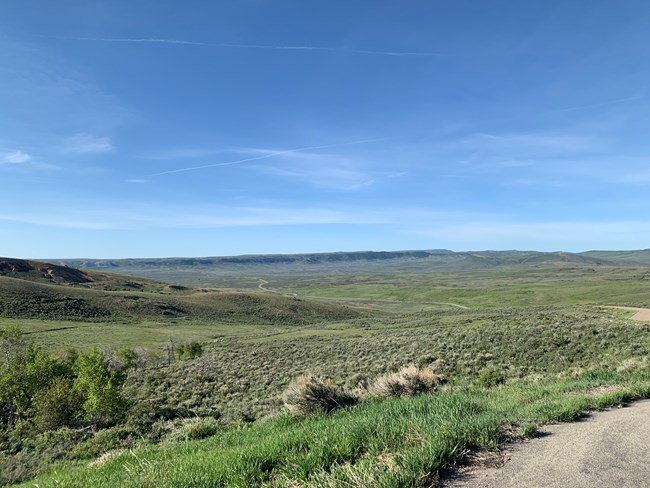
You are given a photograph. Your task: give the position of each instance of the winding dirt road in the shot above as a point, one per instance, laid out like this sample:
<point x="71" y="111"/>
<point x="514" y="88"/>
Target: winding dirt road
<point x="608" y="449"/>
<point x="642" y="314"/>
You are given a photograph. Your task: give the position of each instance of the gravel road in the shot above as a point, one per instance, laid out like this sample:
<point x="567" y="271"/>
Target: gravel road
<point x="608" y="449"/>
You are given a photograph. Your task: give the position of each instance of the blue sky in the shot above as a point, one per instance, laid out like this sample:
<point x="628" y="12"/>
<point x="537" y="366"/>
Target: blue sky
<point x="150" y="128"/>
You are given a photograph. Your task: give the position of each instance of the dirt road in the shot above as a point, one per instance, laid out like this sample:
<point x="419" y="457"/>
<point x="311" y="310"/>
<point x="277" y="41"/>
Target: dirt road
<point x="641" y="314"/>
<point x="609" y="449"/>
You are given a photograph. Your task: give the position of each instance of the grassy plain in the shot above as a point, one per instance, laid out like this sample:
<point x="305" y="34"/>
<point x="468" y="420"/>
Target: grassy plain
<point x="545" y="329"/>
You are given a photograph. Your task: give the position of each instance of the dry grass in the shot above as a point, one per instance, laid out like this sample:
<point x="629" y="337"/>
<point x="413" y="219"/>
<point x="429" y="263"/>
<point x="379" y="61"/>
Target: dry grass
<point x="309" y="394"/>
<point x="408" y="381"/>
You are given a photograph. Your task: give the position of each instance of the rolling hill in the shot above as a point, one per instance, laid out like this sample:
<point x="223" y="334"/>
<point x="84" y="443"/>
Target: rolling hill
<point x="34" y="289"/>
<point x="244" y="270"/>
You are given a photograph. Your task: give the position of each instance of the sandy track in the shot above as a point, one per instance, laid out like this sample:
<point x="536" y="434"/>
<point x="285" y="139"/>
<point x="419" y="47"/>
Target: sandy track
<point x="609" y="449"/>
<point x="641" y="313"/>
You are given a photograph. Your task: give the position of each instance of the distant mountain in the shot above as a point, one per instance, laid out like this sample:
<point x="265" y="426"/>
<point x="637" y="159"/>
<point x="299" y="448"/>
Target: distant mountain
<point x="621" y="257"/>
<point x="441" y="258"/>
<point x="241" y="271"/>
<point x="41" y="290"/>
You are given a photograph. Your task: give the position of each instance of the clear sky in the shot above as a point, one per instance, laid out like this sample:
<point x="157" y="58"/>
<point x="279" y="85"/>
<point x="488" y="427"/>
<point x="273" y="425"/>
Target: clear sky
<point x="151" y="128"/>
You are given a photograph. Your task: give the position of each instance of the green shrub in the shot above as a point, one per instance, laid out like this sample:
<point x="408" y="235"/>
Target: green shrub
<point x="101" y="388"/>
<point x="57" y="406"/>
<point x="104" y="441"/>
<point x="491" y="377"/>
<point x="309" y="394"/>
<point x="408" y="381"/>
<point x="196" y="428"/>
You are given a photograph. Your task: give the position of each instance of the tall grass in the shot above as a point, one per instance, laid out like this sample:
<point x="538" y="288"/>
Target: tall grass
<point x="392" y="443"/>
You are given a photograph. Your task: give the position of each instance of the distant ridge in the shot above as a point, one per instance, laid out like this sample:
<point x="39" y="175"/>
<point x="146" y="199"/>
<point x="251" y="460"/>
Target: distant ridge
<point x="441" y="257"/>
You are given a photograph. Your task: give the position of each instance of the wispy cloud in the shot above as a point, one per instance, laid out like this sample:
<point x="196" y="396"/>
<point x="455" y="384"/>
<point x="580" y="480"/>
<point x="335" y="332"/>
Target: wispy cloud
<point x="139" y="216"/>
<point x="603" y="103"/>
<point x="330" y="171"/>
<point x="551" y="235"/>
<point x="83" y="143"/>
<point x="527" y="141"/>
<point x="265" y="156"/>
<point x="181" y="153"/>
<point x="182" y="42"/>
<point x="15" y="157"/>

PROBLEM TO SOLVE — Write out all the records again with "shot" changed to "image" everywhere and nothing else altered. Leave the pictures out.

EXPECTED ANSWER —
You are given a photograph. Your task: give the position of each instance of the winding dirt road in the image above as a point, one per instance, laid out like this sample:
<point x="71" y="111"/>
<point x="514" y="88"/>
Target: winding dirt road
<point x="608" y="449"/>
<point x="642" y="314"/>
You are given a photograph. Your task: give the position of each instance of the gravel road in the image above as a point, one per instance, laid out like this sample:
<point x="567" y="271"/>
Target: gravel road
<point x="608" y="449"/>
You are given a photograph. Your task: give the position of each instance of the blue sky in the image above as a point, one per instance, laid out like this sample:
<point x="628" y="12"/>
<point x="537" y="366"/>
Target: blue sky
<point x="150" y="128"/>
You are given a photograph. Your task: give the position of each instance of the dirt road in the image above as a point, one per instance, laid out like this sample:
<point x="419" y="457"/>
<point x="311" y="310"/>
<point x="277" y="41"/>
Target: dirt road
<point x="641" y="314"/>
<point x="609" y="449"/>
You are given a photograph. Your task: give the position of each instance of the grassy plain in the image above as a point, one per instance, laid out like this sample:
<point x="305" y="34"/>
<point x="468" y="420"/>
Target: grassy plain
<point x="545" y="329"/>
You are given a photograph. Your task: give the position of each instance of the dry grass in the image above as a point, one per instance, laid out like this sample:
<point x="629" y="337"/>
<point x="413" y="219"/>
<point x="429" y="263"/>
<point x="379" y="61"/>
Target: dry grass
<point x="309" y="394"/>
<point x="408" y="381"/>
You are given a photograph. Your task: give the position of each instance of the rolling hill in the image above as a point, one per instance, laid out like this sample:
<point x="223" y="334"/>
<point x="84" y="443"/>
Target: rolling hill
<point x="34" y="289"/>
<point x="244" y="270"/>
You are given a photograph. Your task: give the position of each instance of the sandy track in the image above as a point, one per instance, laid out like this sample:
<point x="536" y="434"/>
<point x="285" y="139"/>
<point x="419" y="47"/>
Target: sandy track
<point x="609" y="449"/>
<point x="641" y="313"/>
You are given a photograph. Your task: give the position of each instance of the distant mountain in the image above as a point, one per instance, laid out like this sample:
<point x="265" y="426"/>
<point x="637" y="159"/>
<point x="299" y="448"/>
Target: distant mountain
<point x="621" y="257"/>
<point x="441" y="258"/>
<point x="241" y="271"/>
<point x="41" y="290"/>
You are given a photograph. Your task: give the position of each instance of the clear sky in the image above as a point, one per instance, laid out like this sample:
<point x="157" y="58"/>
<point x="279" y="85"/>
<point x="488" y="427"/>
<point x="273" y="425"/>
Target: clear sky
<point x="151" y="128"/>
You are given a photograph. Your task: give the position of each instance of the green shrub in the image above as a point, one per instance, laid out like this sample:
<point x="408" y="235"/>
Target: green shrub
<point x="101" y="388"/>
<point x="57" y="406"/>
<point x="104" y="441"/>
<point x="491" y="377"/>
<point x="309" y="394"/>
<point x="408" y="381"/>
<point x="196" y="428"/>
You are given a photograph. Your task: give the position of each instance of the tall grass in the image above as a point, one per instance, laid out like this sample:
<point x="538" y="288"/>
Target: tall grass
<point x="392" y="443"/>
You are given a photograph. Your task: give the position of each instance of the distant ridge in the image above as a point, one per instance, laid out like this sample:
<point x="39" y="175"/>
<point x="146" y="199"/>
<point x="251" y="460"/>
Target: distant ridge
<point x="441" y="257"/>
You are given a photograph. Your task: give the position of each instance of the wispy cloud in the image above as a point, one per instance, laid out like this sample:
<point x="196" y="396"/>
<point x="455" y="384"/>
<point x="580" y="480"/>
<point x="335" y="332"/>
Target: wispy cloud
<point x="139" y="216"/>
<point x="603" y="103"/>
<point x="330" y="171"/>
<point x="551" y="235"/>
<point x="83" y="143"/>
<point x="527" y="141"/>
<point x="265" y="156"/>
<point x="181" y="153"/>
<point x="182" y="42"/>
<point x="15" y="157"/>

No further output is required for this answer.